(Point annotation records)
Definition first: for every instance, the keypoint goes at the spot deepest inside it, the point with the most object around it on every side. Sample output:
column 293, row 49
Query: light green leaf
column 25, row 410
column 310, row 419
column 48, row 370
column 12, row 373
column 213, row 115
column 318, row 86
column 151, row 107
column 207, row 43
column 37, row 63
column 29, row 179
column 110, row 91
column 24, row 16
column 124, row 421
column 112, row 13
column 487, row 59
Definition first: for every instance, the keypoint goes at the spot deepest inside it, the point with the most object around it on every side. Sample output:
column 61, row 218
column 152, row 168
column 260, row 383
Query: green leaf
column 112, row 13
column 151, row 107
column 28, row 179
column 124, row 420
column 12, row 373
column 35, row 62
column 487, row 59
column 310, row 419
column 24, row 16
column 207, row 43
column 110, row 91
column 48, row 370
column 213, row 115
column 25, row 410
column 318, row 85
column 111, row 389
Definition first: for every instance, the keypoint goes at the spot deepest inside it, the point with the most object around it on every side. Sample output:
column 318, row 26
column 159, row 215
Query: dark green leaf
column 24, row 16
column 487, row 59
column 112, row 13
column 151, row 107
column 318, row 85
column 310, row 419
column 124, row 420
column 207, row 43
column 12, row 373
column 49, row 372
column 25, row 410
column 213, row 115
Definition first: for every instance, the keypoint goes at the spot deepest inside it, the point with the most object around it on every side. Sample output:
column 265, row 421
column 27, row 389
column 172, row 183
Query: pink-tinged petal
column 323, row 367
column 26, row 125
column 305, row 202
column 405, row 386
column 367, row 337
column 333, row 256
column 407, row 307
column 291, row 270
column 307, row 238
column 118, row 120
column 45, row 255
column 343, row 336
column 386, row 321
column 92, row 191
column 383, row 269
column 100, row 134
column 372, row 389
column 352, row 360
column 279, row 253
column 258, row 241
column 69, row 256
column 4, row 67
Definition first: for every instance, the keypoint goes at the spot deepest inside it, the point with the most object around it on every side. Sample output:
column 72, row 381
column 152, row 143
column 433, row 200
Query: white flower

-- OBJECTIVE --
Copy out all the entries shown above, character for character.

-- OUTPUT OF THE TASK --
Definition first: for every instance, the keypoint goes at the spot deepest inside it, the point with the most object around it on every side. Sample output:
column 293, row 49
Query: light green leaf
column 25, row 410
column 310, row 419
column 48, row 370
column 12, row 373
column 213, row 115
column 318, row 86
column 151, row 107
column 207, row 43
column 37, row 63
column 29, row 179
column 110, row 91
column 24, row 16
column 124, row 421
column 112, row 13
column 487, row 59
Definition first: for every instance, the keypoint goes at the spot deepest inside it, the point with the most object around it on every side. Sample output:
column 61, row 218
column 152, row 168
column 260, row 383
Query: green leaf
column 112, row 13
column 151, row 107
column 28, row 179
column 124, row 420
column 12, row 373
column 35, row 62
column 487, row 59
column 310, row 419
column 24, row 16
column 207, row 43
column 110, row 91
column 48, row 370
column 213, row 115
column 25, row 410
column 318, row 85
column 111, row 389
Definition first: for every instance, the keypoint goes at the spot deepest inside it, the point with the most object around it on every side. Sample output:
column 318, row 26
column 159, row 215
Query: dark green leaf
column 24, row 16
column 487, row 59
column 112, row 13
column 151, row 107
column 318, row 85
column 310, row 419
column 124, row 420
column 207, row 43
column 12, row 373
column 49, row 372
column 25, row 410
column 213, row 115
Definition first: for every instance, the keypoint goes at the spot deepest inside it, the point with the most object around it on every side. Sample output:
column 265, row 421
column 27, row 389
column 172, row 183
Query: pink-tinged petal
column 323, row 367
column 26, row 125
column 305, row 202
column 405, row 386
column 367, row 337
column 333, row 256
column 407, row 307
column 291, row 270
column 307, row 238
column 118, row 120
column 45, row 255
column 343, row 336
column 386, row 321
column 92, row 191
column 383, row 269
column 100, row 134
column 372, row 389
column 352, row 360
column 279, row 253
column 258, row 241
column 69, row 256
column 4, row 67
Definition first: for every instance, the keypoint goes at the spot deepest inside it, the point with the most object around it on every side. Sample output:
column 72, row 381
column 152, row 143
column 433, row 200
Query: white flower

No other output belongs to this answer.